══ Selected extract

This particular poll is nothing more than a exercise that illustrates the left leaning mindset of MSNBC. 

Glad I switched to Verizon FIOS so I don't have to exposed to their garbage.

TO


----------



## timshatz (Aug 21, 2008)

Lucky13 said:


> As a non American I have a wee question to you my Yankee and Redneck brothers.....is this another political correctness thing? That they don't want to offend other believes...?



Probably not in this case. "In God We Trust" has been around almost as long as the country and definitely has it's basis in the founding fathers Christianity. Bringing in the Muslims, Buddhist, Taoist, ect just adds more to the pot. 

If it were PC (with a dash of seperation of Church and State), they'd get rid of it.


----------



## Lucky13 (Aug 21, 2008)

Personally, I'd vote to keep it....why would you want to get rid off something that's part of your heritage, history and so on?
I don't know what would be similar here on the Pound notes....


----------



## timshatz (Aug 21, 2008)

Agree with ya' Lucky.


----------



## ToughOmbre (Aug 21, 2008)

Heritage, history, tradition, Judeo-Christian beliefs and ideals.....

Not real important to the left. But I don't think there's much chance of those words being removed from our currency.

TO


----------



## Lucky13 (Aug 21, 2008)

What'll they try next, have you change your national hymn or become a kingdom!?


----------



## Erich (Aug 21, 2008)

what they will try is "In everything we believe"

that sounds too hoaky


----------



## JugBR (Aug 21, 2008)

how about:

"i´m loving it"

???


----------



## Bucksnort101 (Aug 21, 2008)

Maybe add an asterisk next to the quota and a disclaimer at the bottom of each bill stating to trust in the God of your choice, or of your an athiest to trust in yourself. Not sure what to say about the Satan worshippers, maybe just a simple go to He!!?

════
══ Dataset excerpt

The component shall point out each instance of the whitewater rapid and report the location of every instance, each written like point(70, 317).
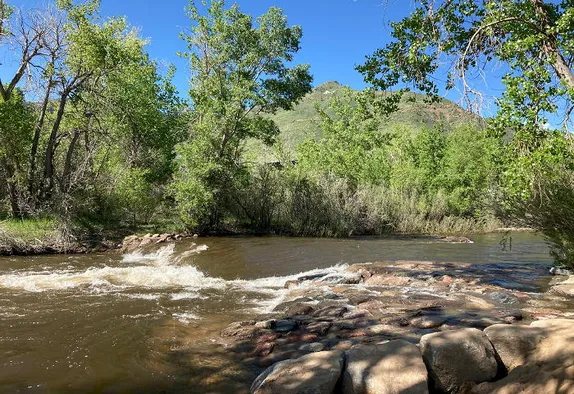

════

Can you transcribe the part of the forum thread that opens with the words containing "Personally, I'd vote" and closes with "the Pound notes...."? Work only from the forum thread.

● Exercise response
Personally, I'd vote to keep it....why would you want to get rid off something that's part of your heritage, history and so on?
I don't know what would be similar here on the Pound notes....